■ TASK GOAL ■
In how many lines of these records does the word "approximate" appear? Give the number by itself.

■ DATA TO PROCESS ■
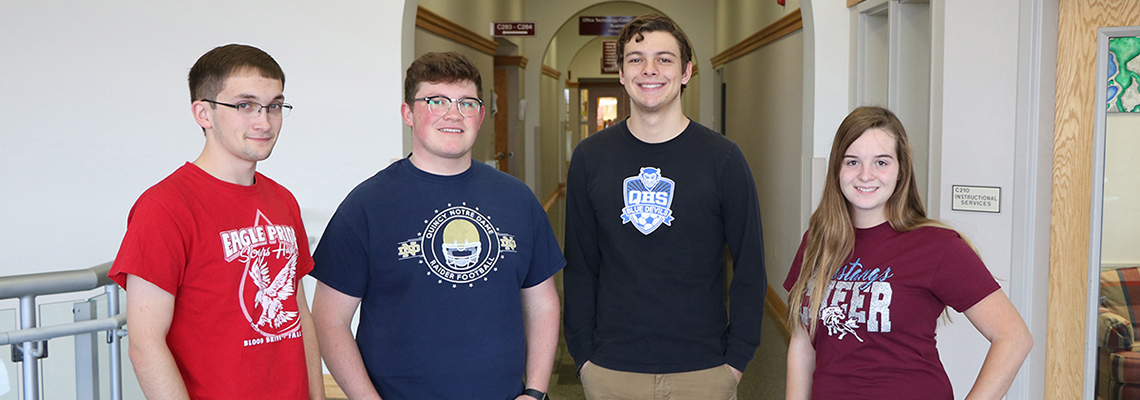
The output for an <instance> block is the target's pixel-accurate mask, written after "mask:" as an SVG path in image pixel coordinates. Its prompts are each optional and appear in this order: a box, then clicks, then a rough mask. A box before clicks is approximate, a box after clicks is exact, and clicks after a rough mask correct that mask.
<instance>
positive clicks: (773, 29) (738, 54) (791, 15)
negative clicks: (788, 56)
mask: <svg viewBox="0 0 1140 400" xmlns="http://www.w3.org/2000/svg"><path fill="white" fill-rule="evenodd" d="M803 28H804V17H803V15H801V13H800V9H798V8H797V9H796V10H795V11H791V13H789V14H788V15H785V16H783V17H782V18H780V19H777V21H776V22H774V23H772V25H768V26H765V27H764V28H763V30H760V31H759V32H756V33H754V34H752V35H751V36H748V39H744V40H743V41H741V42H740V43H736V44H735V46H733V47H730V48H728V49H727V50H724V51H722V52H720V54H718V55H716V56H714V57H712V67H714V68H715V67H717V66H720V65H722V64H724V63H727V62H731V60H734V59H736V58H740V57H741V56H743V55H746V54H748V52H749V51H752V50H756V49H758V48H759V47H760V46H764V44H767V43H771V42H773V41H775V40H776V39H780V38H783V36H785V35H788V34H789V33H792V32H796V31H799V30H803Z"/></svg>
==
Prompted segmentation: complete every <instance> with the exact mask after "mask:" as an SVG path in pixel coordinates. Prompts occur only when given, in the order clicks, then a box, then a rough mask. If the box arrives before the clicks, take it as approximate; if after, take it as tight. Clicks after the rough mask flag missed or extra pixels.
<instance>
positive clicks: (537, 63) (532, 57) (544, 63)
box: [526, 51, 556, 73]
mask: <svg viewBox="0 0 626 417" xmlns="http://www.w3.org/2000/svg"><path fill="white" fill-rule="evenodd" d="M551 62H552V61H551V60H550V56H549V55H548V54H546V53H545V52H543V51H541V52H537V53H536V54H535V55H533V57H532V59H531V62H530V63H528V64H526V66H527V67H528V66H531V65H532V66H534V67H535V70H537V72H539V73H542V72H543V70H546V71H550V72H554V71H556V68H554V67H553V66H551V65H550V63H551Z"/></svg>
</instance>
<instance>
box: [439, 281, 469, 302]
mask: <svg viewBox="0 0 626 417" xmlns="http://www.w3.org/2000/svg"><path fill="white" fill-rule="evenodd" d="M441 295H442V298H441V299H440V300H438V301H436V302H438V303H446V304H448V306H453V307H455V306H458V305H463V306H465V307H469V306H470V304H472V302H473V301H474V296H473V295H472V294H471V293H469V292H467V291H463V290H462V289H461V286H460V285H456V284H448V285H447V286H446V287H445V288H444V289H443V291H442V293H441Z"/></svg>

■ REPLY ■
2